# [Source extract]
- - -
APPLICANT for Notice of Motion
Mr S Meehan of Counsel
RESPONDENT to Notice of Motion
Mr P Krockenberger

CASES CITED:
Public Service Association and Professional Officer's Association Amalgamated Union of NSW v Director General, Department of Premier and Cabinet [2010] NSWIRComm59.

LEGISLATION CITED:
Industrial Relations Act, 1996


TEXTS CITED:




JUDGMENT:

INDUSTRIAL RELATIONS COMMISSION OF NEW SOUTH WALES



CORAM: Ritchie C


8 December 2010



Matter No IRC 1845 of 2009

IN THE MATTER OF: Notification under section 130 by the Public Service Association and Professional Amalgamated Union of New South Wales of a dispute with Roads and Traffic Authority of NSW re flexibility working hours agreement.


DECISION

[2010] NSWIRComm1069


1 The Public Service Association and Professional Officers Association Amalgamated Union of New South Wales (PSA) filed a dispute under section 130 of the Industrial; Relations Act ,1996 (the Act) on 24 November 2009, against the Roads and Traffic Authority of NSW (RTA).

2 The dispute was expressed in the following fashion:

1. The PSA and the RTA have been negotiating a revised flexible working hours agreement since 2001 without agreement.

2. Throughout this period the PSA has sought the introduction of an agreement that compares favourably to the rest of the NSW public service.

3. The most recent draft proposal was distributed to PSA members for comment and on 15 September 2009 the PSA's RTA Departmental Committee voted to reject the draft proposal as inadequate. The PSA informed the RTA of this by letter dated 17 September 2009 and indicated a willingness to discuss an agreement with improved conditions. Despite requests the RTA has not replied to this letter.

4. By Human Resources circular dated 30 October 2009 the RTA advised salaried staff that the flexible working hours guidelines would change. The new guidelines are identical to those rejected by PSA members.

5. Examples of the deficiencies in the new guidelines include: the limited amount of hours carried over from one settlement period to the next, a limit of one flex day a month, the loss of accumulated "banked" days unused by 31 January each year.

6. The PSA still wishes to negotiate the introduction of a more flexible working hours agreement.

7. The PSA seeks the Commission's assistance in resolving this dispute.

3 The award involved is the Crown Employees (Roads and Traffic Authority of New South Wales-Salaried Staff Conditions of Employment) Award 2008.

4 Compulsory conferences were held on 27 November 2009, 15 February 2010, 19 May 2010, 3 June 2010, 21 July 2010, 17 August 2010, 10 September 2010 and 11 October 2010.

5 On 10 September 2010 Ms Viranna for the RTA stated that as a consequence of reviewing the draft Orders provided by the applicant it was the RTA's view that what was being sought by the PSA was an extra claim. Mr Cole for the PSA did not agree that it was an extra claim.

6 A Notice of Motion was filed by the RTA on 6 October 2010 in which it stated the Grounds and reasons the following:

1. By advancing its claims in these proceedings the PSA is contravening the no extra claims provision in cl. 6 of the Crown Employees( Roads and Traffic Authority of New South Wales-Salaried Staff Conditions of Employment) 2008.

2. The advancing of the claims by the PSA in the proceedings constitutes an abuse of process.
- - -
Recorded data
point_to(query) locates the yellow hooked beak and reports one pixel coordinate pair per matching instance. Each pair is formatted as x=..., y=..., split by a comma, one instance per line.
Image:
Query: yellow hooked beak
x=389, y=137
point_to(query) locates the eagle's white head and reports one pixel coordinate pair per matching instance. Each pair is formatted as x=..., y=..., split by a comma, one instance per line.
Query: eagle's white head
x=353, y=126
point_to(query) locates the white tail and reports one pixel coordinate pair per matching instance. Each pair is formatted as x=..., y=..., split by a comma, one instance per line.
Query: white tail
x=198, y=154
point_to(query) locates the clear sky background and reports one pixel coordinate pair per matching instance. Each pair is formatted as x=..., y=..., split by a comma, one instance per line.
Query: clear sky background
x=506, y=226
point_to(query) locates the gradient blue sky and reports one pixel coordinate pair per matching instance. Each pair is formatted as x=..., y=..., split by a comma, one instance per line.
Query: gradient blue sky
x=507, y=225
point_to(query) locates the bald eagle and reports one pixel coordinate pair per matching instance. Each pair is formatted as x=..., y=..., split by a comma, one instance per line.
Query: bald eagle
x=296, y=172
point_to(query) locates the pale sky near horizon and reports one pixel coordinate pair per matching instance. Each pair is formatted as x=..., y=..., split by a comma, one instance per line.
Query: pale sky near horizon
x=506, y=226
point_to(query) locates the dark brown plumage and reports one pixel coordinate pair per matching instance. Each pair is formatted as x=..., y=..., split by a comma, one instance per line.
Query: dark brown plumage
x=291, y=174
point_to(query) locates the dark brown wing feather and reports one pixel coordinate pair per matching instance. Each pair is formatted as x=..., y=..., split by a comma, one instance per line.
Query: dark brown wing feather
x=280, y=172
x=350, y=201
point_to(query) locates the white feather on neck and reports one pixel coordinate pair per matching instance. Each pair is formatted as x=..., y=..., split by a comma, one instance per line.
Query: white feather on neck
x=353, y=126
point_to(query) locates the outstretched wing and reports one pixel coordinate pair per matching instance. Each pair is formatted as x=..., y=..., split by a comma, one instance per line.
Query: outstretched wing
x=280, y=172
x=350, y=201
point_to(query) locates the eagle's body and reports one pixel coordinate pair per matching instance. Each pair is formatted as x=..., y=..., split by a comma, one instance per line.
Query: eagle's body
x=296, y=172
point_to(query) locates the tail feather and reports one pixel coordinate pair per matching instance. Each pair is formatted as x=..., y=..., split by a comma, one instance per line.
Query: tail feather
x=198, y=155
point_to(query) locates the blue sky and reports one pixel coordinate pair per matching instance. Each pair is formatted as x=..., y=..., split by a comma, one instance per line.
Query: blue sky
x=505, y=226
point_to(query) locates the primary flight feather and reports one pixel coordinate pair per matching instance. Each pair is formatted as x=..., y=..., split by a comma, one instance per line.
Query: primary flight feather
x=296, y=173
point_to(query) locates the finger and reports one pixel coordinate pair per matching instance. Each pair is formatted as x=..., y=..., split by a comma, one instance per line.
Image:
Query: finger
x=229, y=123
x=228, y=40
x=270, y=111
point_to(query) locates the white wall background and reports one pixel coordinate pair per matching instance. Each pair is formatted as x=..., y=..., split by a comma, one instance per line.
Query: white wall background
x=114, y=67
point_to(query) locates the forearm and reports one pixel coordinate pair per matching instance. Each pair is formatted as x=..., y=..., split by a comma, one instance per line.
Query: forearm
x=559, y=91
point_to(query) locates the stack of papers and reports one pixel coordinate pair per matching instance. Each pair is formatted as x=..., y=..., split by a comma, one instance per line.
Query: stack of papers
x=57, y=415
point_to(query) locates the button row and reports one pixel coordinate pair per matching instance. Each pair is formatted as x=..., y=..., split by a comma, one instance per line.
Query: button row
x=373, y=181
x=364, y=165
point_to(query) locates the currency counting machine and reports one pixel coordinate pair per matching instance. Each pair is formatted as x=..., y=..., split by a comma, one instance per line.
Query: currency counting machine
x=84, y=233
- - -
# [Stated task]
Copy the industrial dispute decision between "3 The award" and "it was an extra claim.", inclusive, and swap "Compulsory conferences" for "Mediation sessions".

# [Reply]
3 The award involved is the Crown Employees (Roads and Traffic Authority of New South Wales-Salaried Staff Conditions of Employment) Award 2008.

4 Mediation sessions were held on 27 November 2009, 15 February 2010, 19 May 2010, 3 June 2010, 21 July 2010, 17 August 2010, 10 September 2010 and 11 October 2010.

5 On 10 September 2010 Ms Viranna for the RTA stated that as a consequence of reviewing the draft Orders provided by the applicant it was the RTA's view that what was being sought by the PSA was an extra claim. Mr Cole for the PSA did not agree that it was an extra claim.